> [DESCRIPTION OF THE TASK] Lines from the listing that hold the string "dark" are what you should return.

****************

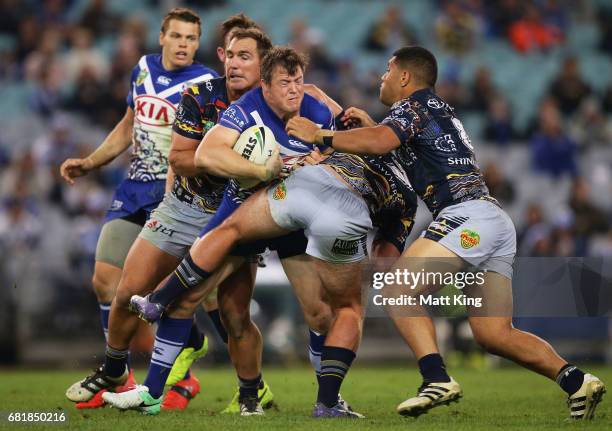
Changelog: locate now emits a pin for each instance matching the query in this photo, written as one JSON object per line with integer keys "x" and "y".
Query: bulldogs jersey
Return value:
{"x": 154, "y": 95}
{"x": 384, "y": 186}
{"x": 252, "y": 109}
{"x": 435, "y": 151}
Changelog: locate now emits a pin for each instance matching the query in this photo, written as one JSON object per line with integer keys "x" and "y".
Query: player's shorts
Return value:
{"x": 135, "y": 200}
{"x": 335, "y": 219}
{"x": 292, "y": 244}
{"x": 174, "y": 226}
{"x": 478, "y": 231}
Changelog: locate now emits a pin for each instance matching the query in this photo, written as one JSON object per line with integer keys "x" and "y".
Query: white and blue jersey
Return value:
{"x": 154, "y": 95}
{"x": 250, "y": 110}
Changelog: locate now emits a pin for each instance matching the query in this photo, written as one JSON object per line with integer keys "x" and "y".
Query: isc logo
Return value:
{"x": 153, "y": 111}
{"x": 248, "y": 149}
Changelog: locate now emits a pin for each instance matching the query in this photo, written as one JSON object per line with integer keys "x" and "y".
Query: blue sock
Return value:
{"x": 335, "y": 363}
{"x": 186, "y": 276}
{"x": 169, "y": 340}
{"x": 248, "y": 387}
{"x": 195, "y": 340}
{"x": 104, "y": 313}
{"x": 315, "y": 346}
{"x": 216, "y": 318}
{"x": 432, "y": 368}
{"x": 115, "y": 361}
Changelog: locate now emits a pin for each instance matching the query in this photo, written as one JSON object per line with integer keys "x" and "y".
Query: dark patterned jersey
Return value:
{"x": 153, "y": 96}
{"x": 200, "y": 109}
{"x": 435, "y": 151}
{"x": 384, "y": 186}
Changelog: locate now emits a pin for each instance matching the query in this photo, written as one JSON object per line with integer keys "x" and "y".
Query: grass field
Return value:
{"x": 506, "y": 398}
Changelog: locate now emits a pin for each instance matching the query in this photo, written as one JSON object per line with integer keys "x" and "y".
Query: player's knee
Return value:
{"x": 122, "y": 296}
{"x": 318, "y": 318}
{"x": 103, "y": 286}
{"x": 489, "y": 339}
{"x": 187, "y": 305}
{"x": 235, "y": 321}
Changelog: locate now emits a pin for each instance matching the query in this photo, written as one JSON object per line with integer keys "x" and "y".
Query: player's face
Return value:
{"x": 285, "y": 92}
{"x": 242, "y": 64}
{"x": 179, "y": 43}
{"x": 390, "y": 87}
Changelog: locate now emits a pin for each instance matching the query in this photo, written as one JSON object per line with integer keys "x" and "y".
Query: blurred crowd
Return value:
{"x": 77, "y": 68}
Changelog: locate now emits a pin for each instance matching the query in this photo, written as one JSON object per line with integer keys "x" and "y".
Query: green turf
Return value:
{"x": 507, "y": 398}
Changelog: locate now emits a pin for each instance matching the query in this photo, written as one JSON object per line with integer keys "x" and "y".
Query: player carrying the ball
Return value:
{"x": 469, "y": 226}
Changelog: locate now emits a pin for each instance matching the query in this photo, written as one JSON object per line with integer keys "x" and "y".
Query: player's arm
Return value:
{"x": 169, "y": 179}
{"x": 117, "y": 141}
{"x": 376, "y": 140}
{"x": 216, "y": 156}
{"x": 322, "y": 97}
{"x": 181, "y": 156}
{"x": 187, "y": 133}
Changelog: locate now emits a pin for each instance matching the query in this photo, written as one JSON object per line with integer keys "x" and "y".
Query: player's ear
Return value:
{"x": 221, "y": 54}
{"x": 405, "y": 78}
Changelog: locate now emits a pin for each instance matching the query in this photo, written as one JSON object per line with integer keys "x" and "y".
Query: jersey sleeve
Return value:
{"x": 403, "y": 120}
{"x": 188, "y": 119}
{"x": 129, "y": 100}
{"x": 235, "y": 117}
{"x": 395, "y": 225}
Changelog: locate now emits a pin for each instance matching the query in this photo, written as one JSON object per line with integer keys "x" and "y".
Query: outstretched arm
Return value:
{"x": 216, "y": 156}
{"x": 376, "y": 140}
{"x": 321, "y": 96}
{"x": 181, "y": 157}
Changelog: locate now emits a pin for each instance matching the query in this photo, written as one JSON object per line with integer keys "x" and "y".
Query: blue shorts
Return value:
{"x": 135, "y": 200}
{"x": 292, "y": 244}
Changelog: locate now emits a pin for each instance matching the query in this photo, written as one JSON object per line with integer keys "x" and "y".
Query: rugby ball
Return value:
{"x": 256, "y": 144}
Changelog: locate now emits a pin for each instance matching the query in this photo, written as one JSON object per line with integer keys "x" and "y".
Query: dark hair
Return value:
{"x": 182, "y": 14}
{"x": 285, "y": 57}
{"x": 264, "y": 44}
{"x": 420, "y": 62}
{"x": 239, "y": 21}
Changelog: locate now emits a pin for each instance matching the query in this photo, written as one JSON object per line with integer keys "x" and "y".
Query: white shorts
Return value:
{"x": 335, "y": 219}
{"x": 478, "y": 231}
{"x": 174, "y": 226}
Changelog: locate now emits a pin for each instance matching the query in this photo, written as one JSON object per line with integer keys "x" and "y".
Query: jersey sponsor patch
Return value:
{"x": 156, "y": 226}
{"x": 153, "y": 111}
{"x": 346, "y": 247}
{"x": 442, "y": 226}
{"x": 280, "y": 191}
{"x": 142, "y": 75}
{"x": 163, "y": 80}
{"x": 469, "y": 239}
{"x": 116, "y": 205}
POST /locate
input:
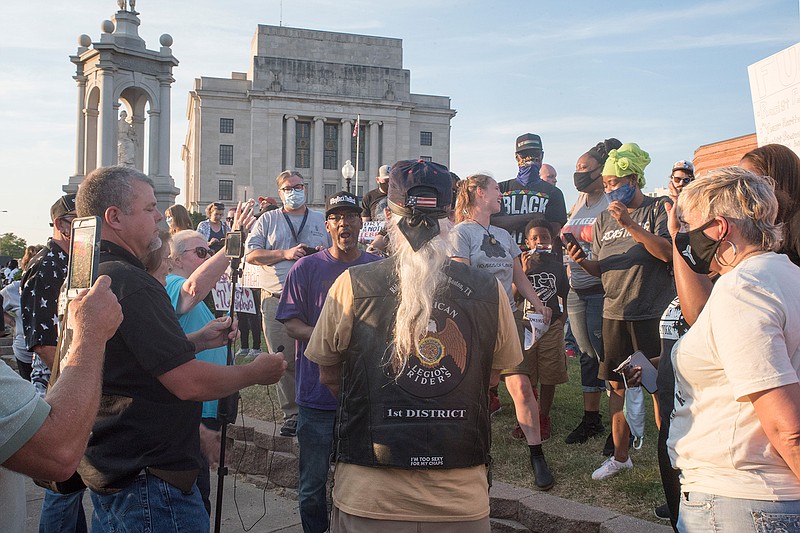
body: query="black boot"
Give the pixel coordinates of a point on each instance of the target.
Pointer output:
(542, 476)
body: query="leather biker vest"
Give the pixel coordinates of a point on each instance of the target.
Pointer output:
(433, 413)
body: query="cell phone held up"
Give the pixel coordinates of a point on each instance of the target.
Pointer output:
(569, 238)
(84, 255)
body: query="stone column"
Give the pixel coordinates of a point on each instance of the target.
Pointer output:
(107, 122)
(316, 162)
(373, 161)
(345, 147)
(80, 145)
(154, 119)
(163, 129)
(290, 141)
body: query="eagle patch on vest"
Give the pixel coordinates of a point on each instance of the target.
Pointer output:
(441, 362)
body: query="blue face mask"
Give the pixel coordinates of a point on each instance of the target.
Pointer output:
(624, 194)
(529, 174)
(294, 199)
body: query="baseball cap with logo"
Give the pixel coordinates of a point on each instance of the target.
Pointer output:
(64, 207)
(684, 165)
(528, 142)
(341, 200)
(383, 172)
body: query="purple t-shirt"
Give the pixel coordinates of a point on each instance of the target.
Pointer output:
(304, 292)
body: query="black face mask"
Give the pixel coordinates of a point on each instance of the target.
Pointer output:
(584, 180)
(697, 249)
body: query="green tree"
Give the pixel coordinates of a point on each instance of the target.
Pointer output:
(12, 245)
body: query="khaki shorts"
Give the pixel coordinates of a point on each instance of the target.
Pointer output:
(545, 362)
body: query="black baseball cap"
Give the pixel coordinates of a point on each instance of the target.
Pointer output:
(64, 206)
(420, 184)
(340, 201)
(528, 142)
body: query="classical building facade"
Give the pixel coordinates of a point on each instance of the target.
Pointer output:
(296, 108)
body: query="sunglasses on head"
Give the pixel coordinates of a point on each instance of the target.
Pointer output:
(678, 179)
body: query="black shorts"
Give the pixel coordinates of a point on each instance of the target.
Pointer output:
(623, 337)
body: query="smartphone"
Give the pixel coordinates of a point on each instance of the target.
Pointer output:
(234, 246)
(84, 255)
(649, 372)
(569, 238)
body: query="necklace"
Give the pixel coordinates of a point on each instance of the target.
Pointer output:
(492, 240)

****************

> [ANSWER TO THIS EXERCISE]
Query: dark patterned jersey
Query: dark hair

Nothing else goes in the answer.